*** Information

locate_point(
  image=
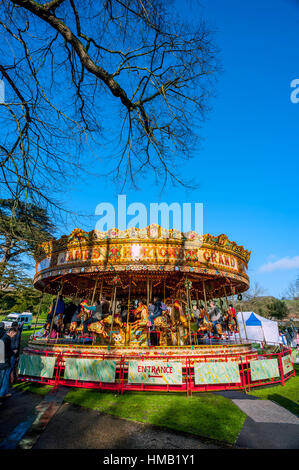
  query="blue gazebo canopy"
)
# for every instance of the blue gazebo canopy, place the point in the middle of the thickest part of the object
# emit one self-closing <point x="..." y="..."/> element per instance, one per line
<point x="253" y="321"/>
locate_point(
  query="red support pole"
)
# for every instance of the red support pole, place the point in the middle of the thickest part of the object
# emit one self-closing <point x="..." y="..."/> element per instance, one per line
<point x="281" y="370"/>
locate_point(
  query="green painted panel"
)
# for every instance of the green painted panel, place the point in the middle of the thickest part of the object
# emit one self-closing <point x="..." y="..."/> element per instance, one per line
<point x="264" y="369"/>
<point x="37" y="366"/>
<point x="93" y="370"/>
<point x="287" y="365"/>
<point x="155" y="372"/>
<point x="216" y="373"/>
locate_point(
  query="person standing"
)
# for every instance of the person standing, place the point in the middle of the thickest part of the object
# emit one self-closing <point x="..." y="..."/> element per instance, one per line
<point x="215" y="315"/>
<point x="5" y="367"/>
<point x="15" y="346"/>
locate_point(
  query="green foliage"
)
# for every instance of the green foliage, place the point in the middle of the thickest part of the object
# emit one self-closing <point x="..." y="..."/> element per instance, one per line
<point x="278" y="309"/>
<point x="22" y="228"/>
<point x="23" y="297"/>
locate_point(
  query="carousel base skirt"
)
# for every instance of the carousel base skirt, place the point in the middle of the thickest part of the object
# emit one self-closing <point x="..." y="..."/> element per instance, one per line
<point x="208" y="349"/>
<point x="196" y="368"/>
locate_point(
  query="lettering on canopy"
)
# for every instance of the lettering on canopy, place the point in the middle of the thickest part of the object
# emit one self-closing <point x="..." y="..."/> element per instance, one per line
<point x="157" y="254"/>
<point x="153" y="372"/>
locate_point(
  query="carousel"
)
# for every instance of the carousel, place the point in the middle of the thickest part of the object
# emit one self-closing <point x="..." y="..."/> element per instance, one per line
<point x="129" y="273"/>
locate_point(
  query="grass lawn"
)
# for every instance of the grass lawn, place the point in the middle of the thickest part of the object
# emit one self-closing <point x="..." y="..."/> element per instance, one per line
<point x="25" y="337"/>
<point x="287" y="396"/>
<point x="39" y="389"/>
<point x="206" y="415"/>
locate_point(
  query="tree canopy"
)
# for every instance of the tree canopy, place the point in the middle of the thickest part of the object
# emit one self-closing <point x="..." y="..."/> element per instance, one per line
<point x="124" y="79"/>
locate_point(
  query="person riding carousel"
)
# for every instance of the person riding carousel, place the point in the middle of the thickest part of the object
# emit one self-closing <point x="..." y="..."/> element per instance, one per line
<point x="215" y="317"/>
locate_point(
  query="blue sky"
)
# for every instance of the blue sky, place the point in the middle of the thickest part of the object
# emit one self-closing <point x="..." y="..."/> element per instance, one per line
<point x="247" y="165"/>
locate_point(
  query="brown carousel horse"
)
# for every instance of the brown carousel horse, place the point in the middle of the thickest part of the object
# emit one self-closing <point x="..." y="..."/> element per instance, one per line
<point x="139" y="327"/>
<point x="102" y="330"/>
<point x="179" y="325"/>
<point x="230" y="322"/>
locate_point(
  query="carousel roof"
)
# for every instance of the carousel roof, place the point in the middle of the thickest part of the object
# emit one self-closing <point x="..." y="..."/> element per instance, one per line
<point x="164" y="256"/>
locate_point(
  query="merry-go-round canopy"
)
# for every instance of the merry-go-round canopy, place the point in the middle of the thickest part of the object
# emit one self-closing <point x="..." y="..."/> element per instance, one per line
<point x="131" y="259"/>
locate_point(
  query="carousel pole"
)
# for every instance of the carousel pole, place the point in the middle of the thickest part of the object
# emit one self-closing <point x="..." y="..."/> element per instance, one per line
<point x="147" y="291"/>
<point x="101" y="289"/>
<point x="113" y="312"/>
<point x="233" y="302"/>
<point x="38" y="312"/>
<point x="54" y="313"/>
<point x="197" y="300"/>
<point x="94" y="291"/>
<point x="189" y="308"/>
<point x="128" y="315"/>
<point x="205" y="295"/>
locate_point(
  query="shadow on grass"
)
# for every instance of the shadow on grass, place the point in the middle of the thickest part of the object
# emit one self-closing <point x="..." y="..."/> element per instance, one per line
<point x="281" y="400"/>
<point x="207" y="416"/>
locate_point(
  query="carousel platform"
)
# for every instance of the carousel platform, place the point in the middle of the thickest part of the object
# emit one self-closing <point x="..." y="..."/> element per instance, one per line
<point x="210" y="349"/>
<point x="203" y="367"/>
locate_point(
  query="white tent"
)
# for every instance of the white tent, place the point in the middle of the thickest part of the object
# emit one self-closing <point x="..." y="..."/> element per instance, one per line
<point x="255" y="327"/>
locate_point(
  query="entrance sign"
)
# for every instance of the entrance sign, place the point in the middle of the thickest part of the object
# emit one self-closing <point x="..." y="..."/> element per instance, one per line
<point x="216" y="373"/>
<point x="91" y="370"/>
<point x="155" y="372"/>
<point x="266" y="369"/>
<point x="287" y="365"/>
<point x="37" y="366"/>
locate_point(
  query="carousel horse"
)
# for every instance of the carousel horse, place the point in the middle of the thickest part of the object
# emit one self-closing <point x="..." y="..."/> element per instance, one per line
<point x="139" y="326"/>
<point x="179" y="325"/>
<point x="230" y="322"/>
<point x="205" y="325"/>
<point x="101" y="329"/>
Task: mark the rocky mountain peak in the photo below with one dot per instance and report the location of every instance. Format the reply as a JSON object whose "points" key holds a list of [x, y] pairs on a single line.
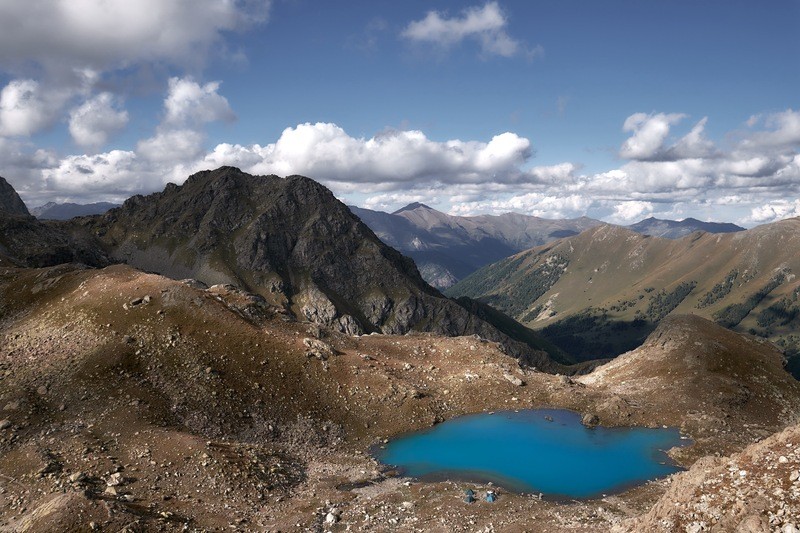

******

● Work to complete: Repeat, exactly and in full, every entry in the data, but not the pictures.

● Response to this task:
locate_point(
  image=
  query="blue gazebo canopy"
)
# for every instance of the blue gazebo canopy, place the point in the middle of the thickest part of the object
# emit one self-closing <point x="..." y="..."/> element per instance, one per line
<point x="253" y="321"/>
locate_point(
  query="red support pole"
)
# for every instance of the red support pole, place the point in the middle of the thickest part of the object
# emit one self-closing <point x="..." y="..."/> element per instance, one per line
<point x="281" y="370"/>
locate_point(
  query="green painted panel"
)
# for every instance of the green painted panel, place the point in the middle of the thickest part of the object
# emit one self-closing <point x="..." y="..."/> element per instance, one per line
<point x="264" y="369"/>
<point x="37" y="366"/>
<point x="93" y="370"/>
<point x="287" y="365"/>
<point x="155" y="372"/>
<point x="216" y="373"/>
locate_point(
  query="person standing"
)
# for every instance of the person standing, place the point in the middle of the thickest part of the object
# emit one self-closing <point x="..." y="..."/> element per instance, one per line
<point x="215" y="315"/>
<point x="5" y="367"/>
<point x="15" y="346"/>
locate_point(
  query="green foliage"
)
# for every instance of the green foliage, place the point in the middle of the thickest part of the object
# emit one self-closing <point x="..." y="..."/> element per instance, one per line
<point x="278" y="309"/>
<point x="22" y="228"/>
<point x="23" y="297"/>
locate_point(
  query="carousel base skirt"
)
# for every instance of the carousel base skirt, place the point in the middle of the thickest part of the object
# emit one self-closing <point x="..." y="..."/> element per instance, one per line
<point x="208" y="349"/>
<point x="196" y="368"/>
locate_point(
  query="lettering on canopy"
)
# for every instance of the lettering on canopy, place the point in the middle of the thickest part of the object
# emit one self-closing <point x="..." y="..."/> element per instance, one per line
<point x="157" y="254"/>
<point x="153" y="372"/>
locate_point(
  query="carousel"
)
# for every instance of the carousel, place the point in the middle of the thickest part of the object
# emit one self-closing <point x="..." y="..."/> element per instance, one per line
<point x="129" y="273"/>
locate_point(
  query="grass lawn"
)
# for every instance of the grass lawn, place the point in the middle of the thickest part of the object
# emit one self-closing <point x="..." y="..."/> element per instance, one per line
<point x="25" y="337"/>
<point x="287" y="396"/>
<point x="39" y="389"/>
<point x="206" y="415"/>
locate_point(
  query="tree canopy"
)
# for every instance of the tree canopy, place the point in the middle of the thickest part of the object
# emit one self-closing <point x="..." y="..."/> element per instance, one per line
<point x="124" y="79"/>
locate_point(
  query="person riding carousel"
)
# for every instance of the person riding carousel, place the point in the middle of the thickest part of the object
# emit one self-closing <point x="..." y="..."/> element per instance, one per line
<point x="215" y="317"/>
locate_point(
  query="blue sky"
)
# for every instance of the blue sky, place the point in the middle of the thickest part of the object
# emit one self-closing <point x="..." y="..."/> element per instance, one per line
<point x="247" y="165"/>
locate_point(
  query="brown carousel horse"
)
# for every instance of the brown carousel horse, place the point in the middle of the thickest part of the object
# emit one self-closing <point x="..." y="..."/> element per instance, one per line
<point x="139" y="327"/>
<point x="102" y="330"/>
<point x="179" y="325"/>
<point x="230" y="322"/>
locate_point(
  query="carousel roof"
)
# for every instance of the carousel roof, place the point in the middle of the thickest part of the object
# emit one self-closing <point x="..." y="..."/> element per instance, one per line
<point x="164" y="256"/>
locate_point(
  query="merry-go-round canopy"
)
# for every instance of the merry-go-round canopy, place the point in the middle of the thickest part of the object
# emit one self-closing <point x="..." y="..."/> element per instance, one per line
<point x="131" y="259"/>
locate_point(
  query="carousel pole"
)
# for every instance of the carousel pole, place the point in the middle of the thickest part of the object
# emit one self-closing <point x="..." y="..."/> element per instance, one per line
<point x="147" y="291"/>
<point x="101" y="289"/>
<point x="113" y="312"/>
<point x="233" y="302"/>
<point x="38" y="312"/>
<point x="54" y="313"/>
<point x="197" y="300"/>
<point x="94" y="291"/>
<point x="189" y="308"/>
<point x="128" y="315"/>
<point x="205" y="295"/>
locate_point(
  query="shadow on grass"
)
# for every instance of the shadow on grass, place the point in the middle of the thickest part of the object
# emit one self-closing <point x="..." y="..."/> element per instance, one per line
<point x="281" y="400"/>
<point x="207" y="416"/>
locate_point(
  query="carousel platform"
)
# for every instance of the carousel platform, place the point in the middle of the thickest part of the object
# emit one self-closing <point x="..." y="..."/> element per instance, one per line
<point x="210" y="349"/>
<point x="203" y="367"/>
locate_point(
  query="white tent"
)
# for every instance of the white tent, place the point in the middle of the thickest part of the object
# emit one self-closing <point x="..." y="..."/> element per instance, one per line
<point x="255" y="327"/>
locate_point(
  query="entrance sign"
)
# for every instance of the entrance sign, place the point in the middle of the thickest part of the object
# emit one self-closing <point x="..." y="..."/> element per instance, one per line
<point x="216" y="373"/>
<point x="91" y="370"/>
<point x="155" y="372"/>
<point x="266" y="369"/>
<point x="287" y="365"/>
<point x="37" y="366"/>
locate_point(
  query="carousel horse"
)
# for every instance of the carousel horse, place the point in the middle of the thickest part of the object
# emit one self-closing <point x="..." y="..."/> element per instance, one per line
<point x="139" y="326"/>
<point x="179" y="325"/>
<point x="230" y="322"/>
<point x="205" y="325"/>
<point x="101" y="329"/>
Task: mark the rocky mountain peak in the photo below with one dot per instance and report the location of every instance. Format the reply as a JSON object whose "points" key holds a list of [x, y] pairs on a single line.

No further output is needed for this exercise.